§ Task:
List each line of the rows below that contains the string "rear". Case counts.
··· Records for the task
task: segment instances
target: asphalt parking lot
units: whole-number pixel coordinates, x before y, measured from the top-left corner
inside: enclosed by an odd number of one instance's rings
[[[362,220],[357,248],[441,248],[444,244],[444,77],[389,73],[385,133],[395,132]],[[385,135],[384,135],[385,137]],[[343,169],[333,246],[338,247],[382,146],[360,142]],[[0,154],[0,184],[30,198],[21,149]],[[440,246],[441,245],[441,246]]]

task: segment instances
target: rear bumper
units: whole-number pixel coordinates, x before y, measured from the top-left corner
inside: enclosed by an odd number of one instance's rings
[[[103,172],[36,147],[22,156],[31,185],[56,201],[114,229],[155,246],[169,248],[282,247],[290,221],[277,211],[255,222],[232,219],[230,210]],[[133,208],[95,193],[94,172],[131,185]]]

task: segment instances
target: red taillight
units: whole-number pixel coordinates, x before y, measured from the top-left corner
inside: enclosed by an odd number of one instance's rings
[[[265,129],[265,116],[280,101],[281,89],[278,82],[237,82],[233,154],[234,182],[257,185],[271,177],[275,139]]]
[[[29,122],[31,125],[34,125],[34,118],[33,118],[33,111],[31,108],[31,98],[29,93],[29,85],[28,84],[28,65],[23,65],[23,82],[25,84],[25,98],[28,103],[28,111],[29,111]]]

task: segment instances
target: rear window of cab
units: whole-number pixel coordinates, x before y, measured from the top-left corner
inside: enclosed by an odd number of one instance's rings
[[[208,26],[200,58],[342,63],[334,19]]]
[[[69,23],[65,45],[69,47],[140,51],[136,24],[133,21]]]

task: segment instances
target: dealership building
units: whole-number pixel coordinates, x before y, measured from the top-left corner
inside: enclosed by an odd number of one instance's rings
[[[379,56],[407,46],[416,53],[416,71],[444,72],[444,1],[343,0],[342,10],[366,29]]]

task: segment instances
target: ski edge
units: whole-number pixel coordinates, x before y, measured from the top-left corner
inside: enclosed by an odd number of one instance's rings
······
··· Records for the task
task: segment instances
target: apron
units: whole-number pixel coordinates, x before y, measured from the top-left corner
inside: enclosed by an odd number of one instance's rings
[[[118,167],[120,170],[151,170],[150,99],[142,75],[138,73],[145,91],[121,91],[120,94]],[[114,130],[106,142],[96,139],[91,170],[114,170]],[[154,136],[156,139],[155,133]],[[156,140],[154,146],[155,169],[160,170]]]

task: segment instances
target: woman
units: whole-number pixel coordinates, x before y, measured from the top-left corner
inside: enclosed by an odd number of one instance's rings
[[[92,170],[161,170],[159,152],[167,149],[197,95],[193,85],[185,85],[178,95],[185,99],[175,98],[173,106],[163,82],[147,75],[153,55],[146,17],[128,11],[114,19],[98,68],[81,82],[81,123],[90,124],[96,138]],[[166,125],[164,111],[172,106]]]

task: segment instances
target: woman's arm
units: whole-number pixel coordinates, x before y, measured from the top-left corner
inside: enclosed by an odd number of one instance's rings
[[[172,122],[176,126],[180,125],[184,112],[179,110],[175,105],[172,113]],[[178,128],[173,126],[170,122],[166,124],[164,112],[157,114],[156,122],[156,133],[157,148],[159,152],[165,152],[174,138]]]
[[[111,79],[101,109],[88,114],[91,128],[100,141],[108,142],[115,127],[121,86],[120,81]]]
······
··· Records for the task
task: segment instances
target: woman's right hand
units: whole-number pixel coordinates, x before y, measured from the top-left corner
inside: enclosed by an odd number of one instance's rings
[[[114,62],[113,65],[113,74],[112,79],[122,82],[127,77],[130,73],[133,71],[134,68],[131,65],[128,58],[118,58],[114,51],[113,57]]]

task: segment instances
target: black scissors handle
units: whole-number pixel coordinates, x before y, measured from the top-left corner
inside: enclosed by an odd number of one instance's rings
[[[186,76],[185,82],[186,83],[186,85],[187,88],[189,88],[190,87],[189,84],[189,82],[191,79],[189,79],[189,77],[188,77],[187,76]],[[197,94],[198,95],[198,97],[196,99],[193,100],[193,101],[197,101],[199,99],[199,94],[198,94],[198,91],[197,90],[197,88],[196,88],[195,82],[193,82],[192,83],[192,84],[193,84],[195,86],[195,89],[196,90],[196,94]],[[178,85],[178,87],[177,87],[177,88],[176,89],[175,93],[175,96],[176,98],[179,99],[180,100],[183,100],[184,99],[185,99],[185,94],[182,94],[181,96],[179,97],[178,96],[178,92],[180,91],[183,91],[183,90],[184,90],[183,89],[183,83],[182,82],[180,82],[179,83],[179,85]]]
······
§ Exercise solution:
target: rear bumper
target: rear window of cab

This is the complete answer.